● **Set tasks**
a: Transcribe the part of the Glen Wills gold exploration text starting at "Good metallurgical characteristics" and ending at "(31 August 2007)".
b: According to the Glen Wills gold exploration text, what estimated resource resulted from the work Aurora Minerals NL began in 1972?
c: Resume the Glen Wills gold exploration text below, picking up after its final sentence.

● **Text extract**
Good metallurgical characteristics reduce the size of the required treatment plant, lowering both capital and operating costs. There are also about 85kt of mullock dumps on our leases, grading about 2.3g/t. Tests indicate a further 60% recovery from gravity for fine gold, with some refractory gold. This could provide initial commissioning feed to the mill and early cash flow.


----------



## ongchuan (31 August 2007)

*Re: SML - Synergy Metal Limited*

1.0 Introduction
1.1 Exploration Rationale

Location Plan

EL3916 covers the entire historically defined high grade Maude and Yellow Girl group of mines and many peripheral mines adjacent and along strike from this centre of production. Geographical isolation and treatment costs dictated only ore of very high grade was treated. The potential exists for significant remaining ore of similar grade below the limits of the old workings and also extensions along strike. Historic requirements for very high grade ore is likely to have resulted in poor testing of the reef selvages within the altered sediments and the granite. Disseminated gold targets are therefore a potential and with the degree of shearing and alteration noted in underground exposures, this appears a geologically sound concept. The exploration program proposed is designed to initially test for the high grade strike and depth extensions to know areas of mineralisation along the Maude and Yellow Girl line and also north into the Sunnyside group of historic workings. 

The potential for large tonnage moderate grade mineralisation exists within the Mt Wills Granite and adjacent schistose sediments at its contact. The interplay between the dominant NNE fault sets and the brittle Granite host appears to have resulted in the development of large bodies of quartz stockwork within the granite. This potential will require further investigation. 

1.2 Exploration History
The area has had a long history of gold exploration and mining, dating back to the 1850’s. Glen Wills was one of the major early gold fields in this region that included the Mt Elliot, Dart, Harrietville, Bright Wandiligong Freeburgh and Beechworth and Bethanga Goldfields. 

Earlier modern day exploration focused on tin as well as gold. In neighbouring gold fields of late 1970’s-1980’s, explorers have targeted large stockwork or disseminated gold as well as alluvial gold. This included Gippsland Minerals N.L. (EL 126), Essex Minerals Company (EL 621) and Goldfields Exploration Pty Ltd (EL 1023). The most significant work to be undertaken at Glen Wills occurred in 1972 when Aurora Minerals NL refurbished the main 5L access and internal shaft to 9L. This allowed access to mapping and bulk sampling of portions the lower levels. This work concluded that the known shoots continue with depth and resulted in an estimated resource of 272,000 tonnes at 11.3 g/t (total pre – JORC standard resource). Citing corporate reasons Aurora Minerals NL withdrew from the agreement in 1974. Subsequent to this Aberfoyle Exploration carried out regional exploration for tin (1979 – 80).

● **Information supplied**
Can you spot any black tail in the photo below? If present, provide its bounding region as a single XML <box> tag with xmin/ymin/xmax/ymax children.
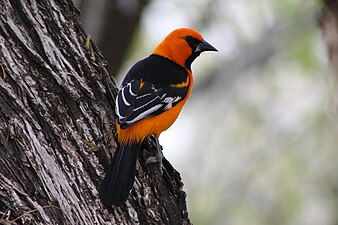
<box><xmin>100</xmin><ymin>144</ymin><xmax>140</xmax><ymax>207</ymax></box>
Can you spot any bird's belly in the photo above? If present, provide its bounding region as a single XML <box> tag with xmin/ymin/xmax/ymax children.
<box><xmin>117</xmin><ymin>99</ymin><xmax>186</xmax><ymax>143</ymax></box>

● **Results**
a:
Good metallurgical characteristics reduce the size of the required treatment plant, lowering both capital and operating costs. There are also about 85kt of mullock dumps on our leases, grading about 2.3g/t. Tests indicate a further 60% recovery from gravity for fine gold, with some refractory gold. This could provide initial commissioning feed to the mill and early cash flow.


----------



## ongchuan (31 August 2007)

b: An estimated resource of 272,000 tonnes at 11.3 g/t.

c:
More recently, companies including Bendigo Gold (EL 3163), Nickelseekers (EL 1553), Poseidon (EL 3244) and CRA Exploration within EL’s 2131, 2132, 2143 (areas north of Glen Will area) and 2146 have explored Mt. Wills and Glen Wills together with areas to the north such as Mt. Unicorn (Dart Area) for both disseminated gold in granite-associated gold enriched haloes, and gold in hydrothermal vein systems. Copperfield Gold NL drilled the upper levels of the Maude and Yellow Girl during 1987 – 88 under a farm in agreement with Swan Resources Ltd and other parties. 

2.0 Geology
2.1 Regional Setting
The Glen Wills gold field is located in the eastern part of the Lachlan Fold Belt, in the Omeo Structural Zone. Refer to Figure 2. The Omeo zone (containing the Omeo Metamorphic Complex) extends north from Cassilis to the Hume Weir and into N.S.W. It is dominated by a basement of deformed Ordovician turbidites intruded by numerous granite plutons. Many of the sedimentary rocks have been metamorphosed to schist, gniess and migmatite. 

All these rocks were severely deformed and metamorphosed during the Benambran Orogeny in the Early Silurian Period. The rocks were tightly folded, regionally metamorphosed and S-type granites intruded. Further, though less intense, deformation took place in the Late Silurian (Bindian), Middle Devonian (Tabberabberan) and Early Carboniferous (Kanimblan). The Tabberabberan event is thought to have resulted in crenulation cleavage, kink folds and brittle deformation. It also probably caused reactivation of pre-existing faults.

Figure 2. Regional Geological Setting, reproduced from The Glen Wills Project, MIN4921 & EL3916 Revised Work Plan 2003, R.K Hazeldene (Mindeco Pty Ltd). 

2.2 Geological Model
2.2.1 Introduction

Geological Setting

After completion of the Pre-Drill model, the extensive drill testing has tested the validity of the model at many points. In general the faults and mineralised positions interpreted from the historic information have been reliable. Drilling has revealed down dip extensions and strike extensions to known portions of mineralisation and has highlighted other potential mineralised structures for future testing. The results of the ongoing program as they relate to the pre-drill geological model appear below.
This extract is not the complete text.